_EXTRAIT CHOISI:_
=====
CORRESPONDANCE UNITARIENNE    janvier 2006

Voyage à Montserrat

Actualités
unitariennes


n° 51

« Quand on se met en route vers le pays de la Certitude,
il faut tourner le dos à la contrée des Croyances.
Ce que ne comprennent pas la majorité des croyants,
qui ont tendance à confondre les deux sous le nom de spiritualité.
C'est pourquoi les gens parlent de "spiritualité chrétienne", ou "musulmane", ou "hindoue", etc.
Mais le développement spirituel est un processus intérieur
qui se poursuit fondamentalement de la même manière dans toute la race humaine
et ne dépend pas de telle ou telle croyance en particulier. »
Michel Guillaume, Carnet de bord, réflexions, énigmes et paradoxes (inédit
)

Voyage à Montserrat
par John Eichrodt (Mulhouse, France),
traduit en français avec l’aide de Fulgence Ndagijimana

Jean-Claude Barbier, chrétien unitarien français, m’a demandé mes impressions personnelles sur ma participation au 10ème anniversaire de l’ICUU à Montserrat en Espagne du 6 au 10 novembre de cette année. Il voulait ces impressions pour son bulletin «Correspondance Unitarienne ». Je ne saurais cependant être clair sur ce que cette expérience a signifié pour moi sans retourner un peu à mon propre parcours unitarien.
=====
_DONNÉES FOURNIES:_
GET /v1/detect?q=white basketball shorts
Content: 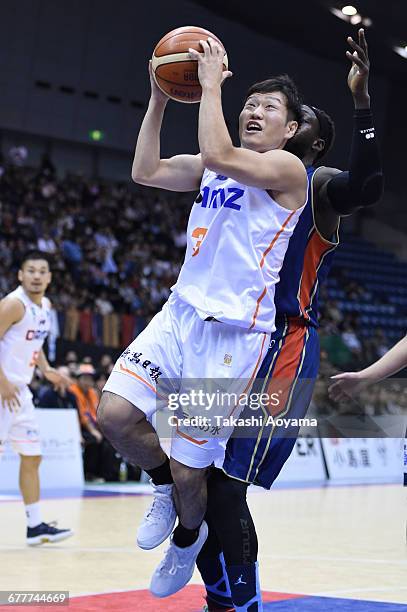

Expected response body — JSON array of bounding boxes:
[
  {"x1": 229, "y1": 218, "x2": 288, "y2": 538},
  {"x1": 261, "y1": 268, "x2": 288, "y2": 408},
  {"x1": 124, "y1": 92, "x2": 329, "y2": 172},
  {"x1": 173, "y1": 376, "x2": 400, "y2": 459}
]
[
  {"x1": 0, "y1": 386, "x2": 41, "y2": 455},
  {"x1": 103, "y1": 295, "x2": 270, "y2": 468}
]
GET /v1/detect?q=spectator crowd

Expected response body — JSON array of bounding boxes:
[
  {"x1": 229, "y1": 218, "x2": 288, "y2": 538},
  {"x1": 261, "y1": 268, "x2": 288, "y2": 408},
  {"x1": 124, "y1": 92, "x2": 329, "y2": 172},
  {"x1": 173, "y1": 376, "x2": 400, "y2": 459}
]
[{"x1": 0, "y1": 155, "x2": 407, "y2": 479}]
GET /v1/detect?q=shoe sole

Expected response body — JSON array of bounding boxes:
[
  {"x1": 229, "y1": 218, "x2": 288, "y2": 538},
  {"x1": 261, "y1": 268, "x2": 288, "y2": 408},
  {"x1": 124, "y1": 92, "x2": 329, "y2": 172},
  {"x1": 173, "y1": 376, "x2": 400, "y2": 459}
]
[
  {"x1": 27, "y1": 531, "x2": 73, "y2": 546},
  {"x1": 150, "y1": 526, "x2": 209, "y2": 599},
  {"x1": 137, "y1": 516, "x2": 177, "y2": 550}
]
=====
_CONSIGNE:_
Rédigez la suite de l'article sur le voyage à Montserrat, en partant de sa dernière phrase.

_RÉPONSE PROPOSÉE:_
Il y a bien des années, lorsque je suis venu en France pour la première fois en 1969, j’ai constaté l’absence totale d’Églises unitariennes en ce pays. Je me suis rendu compte que l’unitarisme existait surtout aux USA, en Grande-Bretagne et en Transylvanie. Durant mes études secondaires puis universitaires aux États-Unis, l’Église unitarienne m’avait aidé à acquérir une solide indépendance d’esprit, une identité personnelle, une conscience du droit mais aussi de l’obligation morale de participer au monde dans lequel je vivais et d’en jouir. Cette Église, en tant qu’institution, m’avait permis d’acquérir un système de croyances, une motivation et une trajectoire qui n’aurait pas été évident autrement. Bref, elle m’a donné un soutien culturel et théologique dans mes pérégrinations vers l’âge adulte. J’ai particulièrement apprécié son esprit de liberté et de tolérance, et ses encouragements à explorer les enseignements chrétiens et humanistes dans une atmosphère de fraternité spirituelle et intellectuelle.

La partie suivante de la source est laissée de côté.